=== Recorded data ===
═══
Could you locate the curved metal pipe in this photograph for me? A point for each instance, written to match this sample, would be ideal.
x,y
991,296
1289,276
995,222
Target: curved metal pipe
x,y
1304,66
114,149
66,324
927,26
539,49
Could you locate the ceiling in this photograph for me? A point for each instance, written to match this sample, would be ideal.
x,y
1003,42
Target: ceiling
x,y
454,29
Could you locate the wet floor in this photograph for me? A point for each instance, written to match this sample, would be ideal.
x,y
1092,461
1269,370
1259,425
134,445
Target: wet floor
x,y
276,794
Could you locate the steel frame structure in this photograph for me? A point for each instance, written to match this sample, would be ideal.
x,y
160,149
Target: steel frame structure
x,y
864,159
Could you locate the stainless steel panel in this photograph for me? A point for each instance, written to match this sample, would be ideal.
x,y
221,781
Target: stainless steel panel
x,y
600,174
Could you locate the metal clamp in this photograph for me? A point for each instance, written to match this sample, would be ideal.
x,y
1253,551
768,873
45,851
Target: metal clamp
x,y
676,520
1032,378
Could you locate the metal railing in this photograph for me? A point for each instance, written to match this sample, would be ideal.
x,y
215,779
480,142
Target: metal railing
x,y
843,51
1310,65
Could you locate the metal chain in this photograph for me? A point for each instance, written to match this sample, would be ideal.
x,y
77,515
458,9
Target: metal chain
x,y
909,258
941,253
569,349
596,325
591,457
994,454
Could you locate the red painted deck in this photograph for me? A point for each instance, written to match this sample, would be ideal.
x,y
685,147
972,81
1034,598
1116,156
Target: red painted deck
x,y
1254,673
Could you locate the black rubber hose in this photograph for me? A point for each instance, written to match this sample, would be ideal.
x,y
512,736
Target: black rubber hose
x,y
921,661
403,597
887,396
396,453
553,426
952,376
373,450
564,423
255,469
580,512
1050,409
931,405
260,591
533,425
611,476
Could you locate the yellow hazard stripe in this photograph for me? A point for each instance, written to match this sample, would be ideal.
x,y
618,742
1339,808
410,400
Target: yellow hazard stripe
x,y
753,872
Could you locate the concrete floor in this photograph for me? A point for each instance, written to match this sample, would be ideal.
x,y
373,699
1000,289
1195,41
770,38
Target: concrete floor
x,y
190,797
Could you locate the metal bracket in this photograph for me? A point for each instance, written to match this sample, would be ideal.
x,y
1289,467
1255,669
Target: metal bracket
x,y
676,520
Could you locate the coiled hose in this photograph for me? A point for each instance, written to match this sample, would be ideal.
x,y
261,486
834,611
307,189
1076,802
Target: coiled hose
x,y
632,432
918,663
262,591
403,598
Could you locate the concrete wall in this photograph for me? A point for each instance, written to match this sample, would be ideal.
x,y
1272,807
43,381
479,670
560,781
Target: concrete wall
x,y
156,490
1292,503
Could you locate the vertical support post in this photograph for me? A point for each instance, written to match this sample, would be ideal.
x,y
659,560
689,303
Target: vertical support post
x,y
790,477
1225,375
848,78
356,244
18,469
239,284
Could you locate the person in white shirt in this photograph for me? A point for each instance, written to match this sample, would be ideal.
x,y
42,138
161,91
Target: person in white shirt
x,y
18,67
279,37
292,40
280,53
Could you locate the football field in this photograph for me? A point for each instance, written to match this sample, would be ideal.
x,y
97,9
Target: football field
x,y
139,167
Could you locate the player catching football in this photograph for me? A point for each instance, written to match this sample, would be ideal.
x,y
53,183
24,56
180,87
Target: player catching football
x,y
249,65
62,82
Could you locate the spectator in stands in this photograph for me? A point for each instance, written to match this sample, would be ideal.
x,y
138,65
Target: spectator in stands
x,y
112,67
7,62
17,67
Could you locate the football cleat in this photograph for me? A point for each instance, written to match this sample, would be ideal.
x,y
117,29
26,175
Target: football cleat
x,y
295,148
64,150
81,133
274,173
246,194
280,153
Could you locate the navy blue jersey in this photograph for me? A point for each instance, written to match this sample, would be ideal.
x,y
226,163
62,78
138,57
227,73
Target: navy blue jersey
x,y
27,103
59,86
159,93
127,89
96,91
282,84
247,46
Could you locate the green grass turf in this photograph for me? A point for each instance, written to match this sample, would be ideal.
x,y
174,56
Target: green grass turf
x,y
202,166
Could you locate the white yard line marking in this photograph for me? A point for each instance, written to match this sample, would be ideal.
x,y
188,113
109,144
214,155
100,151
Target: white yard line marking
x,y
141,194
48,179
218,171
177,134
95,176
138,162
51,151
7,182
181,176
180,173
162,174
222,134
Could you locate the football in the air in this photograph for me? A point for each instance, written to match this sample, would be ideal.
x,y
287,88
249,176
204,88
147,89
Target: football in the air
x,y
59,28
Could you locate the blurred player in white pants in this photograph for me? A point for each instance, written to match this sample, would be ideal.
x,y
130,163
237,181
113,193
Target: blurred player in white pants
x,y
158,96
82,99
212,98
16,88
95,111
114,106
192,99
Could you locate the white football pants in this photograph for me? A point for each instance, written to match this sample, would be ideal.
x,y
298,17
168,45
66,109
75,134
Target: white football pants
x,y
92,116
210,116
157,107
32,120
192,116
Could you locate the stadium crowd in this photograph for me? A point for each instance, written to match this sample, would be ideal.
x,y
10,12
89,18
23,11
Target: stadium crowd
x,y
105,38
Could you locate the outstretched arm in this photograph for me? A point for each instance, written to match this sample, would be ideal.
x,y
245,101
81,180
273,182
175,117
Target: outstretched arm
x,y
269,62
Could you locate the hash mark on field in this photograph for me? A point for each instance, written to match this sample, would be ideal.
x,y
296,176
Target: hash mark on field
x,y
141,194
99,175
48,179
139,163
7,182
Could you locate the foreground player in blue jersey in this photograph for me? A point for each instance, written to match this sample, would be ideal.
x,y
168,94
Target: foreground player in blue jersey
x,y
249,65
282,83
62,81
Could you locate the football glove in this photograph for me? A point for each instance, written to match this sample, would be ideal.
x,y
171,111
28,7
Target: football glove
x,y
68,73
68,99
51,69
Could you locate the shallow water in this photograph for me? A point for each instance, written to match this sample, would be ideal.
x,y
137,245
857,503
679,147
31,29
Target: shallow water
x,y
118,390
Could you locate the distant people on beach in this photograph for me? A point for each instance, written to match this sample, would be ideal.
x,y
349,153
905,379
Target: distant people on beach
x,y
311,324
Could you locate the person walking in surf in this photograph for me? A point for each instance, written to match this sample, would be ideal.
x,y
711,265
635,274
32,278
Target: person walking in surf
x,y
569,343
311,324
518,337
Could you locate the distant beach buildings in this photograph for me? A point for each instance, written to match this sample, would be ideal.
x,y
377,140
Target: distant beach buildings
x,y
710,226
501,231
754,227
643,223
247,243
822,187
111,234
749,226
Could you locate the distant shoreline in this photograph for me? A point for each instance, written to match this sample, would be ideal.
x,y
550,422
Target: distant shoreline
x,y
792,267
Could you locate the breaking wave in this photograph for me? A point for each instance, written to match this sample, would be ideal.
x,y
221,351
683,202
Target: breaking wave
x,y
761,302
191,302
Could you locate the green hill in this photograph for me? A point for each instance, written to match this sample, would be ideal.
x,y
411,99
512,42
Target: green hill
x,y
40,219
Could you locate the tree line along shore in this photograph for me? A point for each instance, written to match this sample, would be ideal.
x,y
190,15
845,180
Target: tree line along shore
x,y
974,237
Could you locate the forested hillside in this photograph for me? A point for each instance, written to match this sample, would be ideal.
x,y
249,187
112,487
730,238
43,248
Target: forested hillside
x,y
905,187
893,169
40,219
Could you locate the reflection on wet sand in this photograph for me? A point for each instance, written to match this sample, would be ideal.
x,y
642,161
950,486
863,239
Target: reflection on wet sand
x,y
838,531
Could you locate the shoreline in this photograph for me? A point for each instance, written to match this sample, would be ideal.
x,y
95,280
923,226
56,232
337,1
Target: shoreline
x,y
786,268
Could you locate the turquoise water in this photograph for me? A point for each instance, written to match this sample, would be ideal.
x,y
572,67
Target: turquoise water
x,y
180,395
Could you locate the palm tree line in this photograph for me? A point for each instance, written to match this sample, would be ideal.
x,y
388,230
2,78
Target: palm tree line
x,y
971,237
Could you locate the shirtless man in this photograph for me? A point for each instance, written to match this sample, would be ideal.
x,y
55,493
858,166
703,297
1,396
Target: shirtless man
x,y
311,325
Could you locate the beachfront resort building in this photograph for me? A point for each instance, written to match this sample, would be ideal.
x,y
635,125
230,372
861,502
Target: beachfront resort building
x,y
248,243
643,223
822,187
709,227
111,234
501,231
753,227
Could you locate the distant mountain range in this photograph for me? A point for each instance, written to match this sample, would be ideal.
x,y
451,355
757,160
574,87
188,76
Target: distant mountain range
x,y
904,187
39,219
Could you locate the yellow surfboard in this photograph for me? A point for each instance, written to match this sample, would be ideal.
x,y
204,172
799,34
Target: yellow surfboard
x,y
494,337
═══
=== Work to be completed ===
Could you put the part of the listing above that opens with the line containing "Could you locate the yellow surfboard" and runs through the end of the listing into a Markdown table, with a Row column numbering each line and a Line column holding the line itself, leaving out any blank lines?

=== Answer to this problem ===
| Row | Line |
|---|---|
| 1 | Could you locate the yellow surfboard in this photograph for me? A point for each instance, written to match this sample, would be ideal. |
| 2 | x,y |
| 3 | 204,172 |
| 4 | 799,34 |
| 5 | Target: yellow surfboard |
| 6 | x,y |
| 7 | 494,337 |